= INSTRUCTION =
Restate every entry word for word.

= THE RECORDS =
= = = =
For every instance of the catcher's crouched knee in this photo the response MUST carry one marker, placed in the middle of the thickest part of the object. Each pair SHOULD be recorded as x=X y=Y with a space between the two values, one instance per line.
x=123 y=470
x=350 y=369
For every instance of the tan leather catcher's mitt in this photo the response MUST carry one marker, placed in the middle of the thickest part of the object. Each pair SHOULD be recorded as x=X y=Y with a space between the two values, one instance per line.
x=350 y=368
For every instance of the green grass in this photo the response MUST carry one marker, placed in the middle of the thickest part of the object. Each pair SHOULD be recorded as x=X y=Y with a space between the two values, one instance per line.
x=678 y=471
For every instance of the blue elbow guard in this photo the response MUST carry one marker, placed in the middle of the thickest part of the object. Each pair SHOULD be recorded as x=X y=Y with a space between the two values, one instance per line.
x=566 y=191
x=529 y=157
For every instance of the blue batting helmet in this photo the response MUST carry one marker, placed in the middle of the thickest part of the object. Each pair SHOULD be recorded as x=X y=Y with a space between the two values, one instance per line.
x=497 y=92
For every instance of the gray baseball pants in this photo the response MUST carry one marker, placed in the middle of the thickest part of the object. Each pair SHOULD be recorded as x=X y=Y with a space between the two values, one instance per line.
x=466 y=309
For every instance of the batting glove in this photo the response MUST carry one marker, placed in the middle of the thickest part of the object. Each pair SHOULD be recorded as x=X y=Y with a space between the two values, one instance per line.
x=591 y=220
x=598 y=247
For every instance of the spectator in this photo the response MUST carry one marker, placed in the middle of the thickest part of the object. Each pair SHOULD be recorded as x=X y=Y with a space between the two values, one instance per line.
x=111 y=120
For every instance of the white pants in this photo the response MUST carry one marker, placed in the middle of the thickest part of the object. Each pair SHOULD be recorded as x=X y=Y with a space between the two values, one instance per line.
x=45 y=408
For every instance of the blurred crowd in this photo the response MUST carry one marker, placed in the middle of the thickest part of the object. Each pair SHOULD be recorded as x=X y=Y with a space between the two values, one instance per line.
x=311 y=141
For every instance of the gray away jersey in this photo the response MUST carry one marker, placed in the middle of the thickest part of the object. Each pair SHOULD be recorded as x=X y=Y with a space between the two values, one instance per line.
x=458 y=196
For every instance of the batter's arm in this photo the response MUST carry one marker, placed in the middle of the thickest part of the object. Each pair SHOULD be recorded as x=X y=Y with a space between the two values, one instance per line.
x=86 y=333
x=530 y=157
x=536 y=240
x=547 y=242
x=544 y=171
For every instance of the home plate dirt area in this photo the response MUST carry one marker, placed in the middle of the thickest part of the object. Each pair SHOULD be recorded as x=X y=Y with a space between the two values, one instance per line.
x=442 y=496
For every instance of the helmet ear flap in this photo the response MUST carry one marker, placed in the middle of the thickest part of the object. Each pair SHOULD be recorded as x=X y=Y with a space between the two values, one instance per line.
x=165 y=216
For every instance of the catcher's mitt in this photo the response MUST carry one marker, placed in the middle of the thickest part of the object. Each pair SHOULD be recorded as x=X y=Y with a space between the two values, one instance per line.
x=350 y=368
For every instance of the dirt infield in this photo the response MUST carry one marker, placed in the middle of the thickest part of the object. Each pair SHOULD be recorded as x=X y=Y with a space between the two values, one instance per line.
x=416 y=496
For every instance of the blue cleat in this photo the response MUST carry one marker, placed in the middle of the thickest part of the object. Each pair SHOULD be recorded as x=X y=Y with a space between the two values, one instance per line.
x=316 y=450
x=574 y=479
= = = =
= RESPONSE FOR THIS EXERCISE =
For every instance of the catcher's crouched knee in this photo the response MUST carry one marker, placed in the middle of the thickest part of the object. Each pair SHOULD be recorded as x=X y=Y with a space between the two values, one instance per line.
x=123 y=470
x=350 y=369
For every instance of the tan leather catcher's mitt in this photo the response MUST carry one marker, placed in the middle of the thickest part of the object. Each pair SHOULD be recorded as x=X y=Y with a space between the two values, one instance per line.
x=350 y=368
For every instance of the green grass in this photo the response MUST carry one marker, placed in the middle of the thickest part of the object. Each pair SHOULD be recorded as x=X y=Y with a space between the two values, one instance per line.
x=678 y=471
For every instance of the blue elbow guard in this photo the response MUST carry one marker, placed in the middle of the thickest part of the object. Each pair SHOULD be recorded as x=X y=Y with a space between the two values, one instance per line.
x=566 y=191
x=529 y=157
For every instance of the blue batting helmet in this photo the response MUST carry one marker, placed in the middle of the thickest part of the object. Each pair SHOULD be recorded as x=X y=Y with a space between the two values, one instance per line.
x=497 y=92
For every instance of the gray baseball pants in this photo the response MUST carry one marker, placed in the middle of the thickest part of the object. Each pair SHOULD be recorded as x=X y=Y with a space between the two values, one instance per line.
x=466 y=309
For every instance of the batting glove in this photo the response MUST carry one marker, placed in the middle of the thickest part of the object. Each pair SHOULD be recorded as x=X y=Y with a space between the two values, one instance per line.
x=591 y=220
x=598 y=247
For every instance of the spectator in this photo the response MUST carry one marker, placed in the middle of the thickest part of the object. Each pair SHOULD be recorded as x=X y=Y with a space between the two values, one instance per line.
x=111 y=120
For every instance of the white pants in this photo the response MUST carry one marker, placed in the middle of the thickest part of the object. Each pair SHOULD be recorded as x=X y=Y with a space between the two values, one instance per line.
x=45 y=408
For every instance of the blurred crowd in this photo the response MUST carry one marker, placed in the middle of the thickest part of the object. Each pair SHOULD be recorded as x=X y=Y with a space between the two values, one instance per line.
x=311 y=141
For every instance of the gray away jersey in this photo the response MUST carry one marker, placed in the middle of the thickest part of the object. Each pair SHOULD be recorded as x=X y=Y with a space between the two values, one instance per line.
x=458 y=196
For every instance of the batter's arm in this photo the response MUST carry one marker, placed in the middle of the thickest part of the object. Each pair SHOULD be recorded as x=X y=Y with a space between the two values, one instance per line.
x=86 y=333
x=530 y=157
x=536 y=240
x=547 y=242
x=544 y=171
For every instance of the home plate dirt area in this photo the response MUST carry one marker, placed in the middle of the thickest part of the object. Each pair SHOULD be recorded as x=X y=Y with a space between the two values, one instance per line.
x=442 y=496
For every instance of the helmet ear flap in this photo the response MUST carry one marker, placed in the middle of the thickest part of the object. Each pair SHOULD be recorded as x=X y=Y with a space between the two values, one instance per line.
x=165 y=216
For every instance of the catcher's mitt in this photo the response MUST carry one marker, placed in the middle of the thickest part of the object. Each pair SHOULD be recorded as x=X y=Y with a space between the two values, one instance per line.
x=350 y=368
For every instance of the dirt infield in this photo the response MUST carry one marker, placed in the middle of the thickest part of the object. Each pair SHOULD be recorded as x=X y=Y with a space between the two values, one instance per line.
x=416 y=496
For every instance of the blue cleat in this photo the response MUST carry one marker, placed in the middle of the thickest part of the object. Each pair SHOULD be recorded as x=X y=Y with a space between the two values, one instance per line.
x=316 y=450
x=574 y=479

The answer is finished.